→ **Input rows**
-- -- --

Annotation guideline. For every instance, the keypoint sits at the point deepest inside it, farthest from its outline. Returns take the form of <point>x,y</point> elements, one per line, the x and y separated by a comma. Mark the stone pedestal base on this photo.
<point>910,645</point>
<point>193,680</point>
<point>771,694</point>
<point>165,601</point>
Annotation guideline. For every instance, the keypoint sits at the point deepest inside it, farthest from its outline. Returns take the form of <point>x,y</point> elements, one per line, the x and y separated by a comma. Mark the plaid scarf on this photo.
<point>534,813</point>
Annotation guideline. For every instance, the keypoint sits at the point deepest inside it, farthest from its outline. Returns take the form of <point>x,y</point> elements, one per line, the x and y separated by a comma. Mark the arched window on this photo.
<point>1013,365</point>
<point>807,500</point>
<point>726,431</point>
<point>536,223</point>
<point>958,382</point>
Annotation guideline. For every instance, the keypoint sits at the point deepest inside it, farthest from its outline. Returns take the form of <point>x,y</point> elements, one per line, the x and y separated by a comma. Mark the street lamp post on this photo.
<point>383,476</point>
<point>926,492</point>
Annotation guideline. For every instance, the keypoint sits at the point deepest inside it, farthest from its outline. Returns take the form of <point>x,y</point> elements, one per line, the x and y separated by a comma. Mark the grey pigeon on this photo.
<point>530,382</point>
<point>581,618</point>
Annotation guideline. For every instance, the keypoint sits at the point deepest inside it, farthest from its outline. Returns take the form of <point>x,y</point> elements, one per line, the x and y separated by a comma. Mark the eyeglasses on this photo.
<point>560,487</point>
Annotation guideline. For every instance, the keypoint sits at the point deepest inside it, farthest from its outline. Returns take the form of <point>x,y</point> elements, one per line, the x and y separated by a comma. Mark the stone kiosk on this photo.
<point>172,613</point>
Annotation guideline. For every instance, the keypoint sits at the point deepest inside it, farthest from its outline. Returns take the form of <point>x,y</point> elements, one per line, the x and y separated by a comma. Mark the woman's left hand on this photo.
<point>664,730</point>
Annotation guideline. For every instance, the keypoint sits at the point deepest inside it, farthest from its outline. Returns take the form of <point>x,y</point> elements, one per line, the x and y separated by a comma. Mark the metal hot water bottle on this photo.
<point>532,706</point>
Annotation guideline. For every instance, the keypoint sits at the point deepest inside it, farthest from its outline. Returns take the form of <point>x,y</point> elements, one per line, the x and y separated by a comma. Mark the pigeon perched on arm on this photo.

-- -- --

→ **Exercise**
Copy out the listing word for word, starting at the line with "scarf on this photo." and ending with the line with "<point>926,492</point>", both of those lines included.

→ **Answer below**
Annotation guideline. For every instance, the keypoint sits at the point deepest inside it, farthest from its outline. Returns take the form of <point>x,y</point> elements, one per line, the x and y separated by a comma. Mark the plaid scarf on this photo.
<point>534,813</point>
Annotation guideline. For every instance, the keypoint sits at the point deepest inside it, farthest from its outline. Returns take the form of <point>x,y</point> elements, one per line, the x and y separated by a comma. Mark the arched window on this photo.
<point>1013,365</point>
<point>807,500</point>
<point>726,431</point>
<point>536,223</point>
<point>958,382</point>
Annotation guideline. For every instance, the keypoint sits at the point deepest inside it, farthest from its outline. Returns take the form of <point>x,y</point> elements, one per line, the x and y separated by a comma. Mark the street lamp post on this photo.
<point>383,476</point>
<point>926,492</point>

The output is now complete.